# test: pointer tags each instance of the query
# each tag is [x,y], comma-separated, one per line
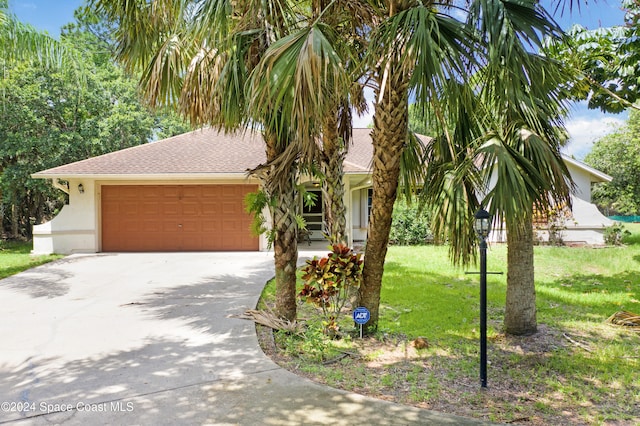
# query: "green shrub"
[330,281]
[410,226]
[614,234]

-=-=-=-=-

## What is asked:
List every line in the records above that contains the word "each", copying the lines in full.

## Output for this exercise:
# test: pointer tags each instance of the query
# each tag is [x,y], comma-separated, one per line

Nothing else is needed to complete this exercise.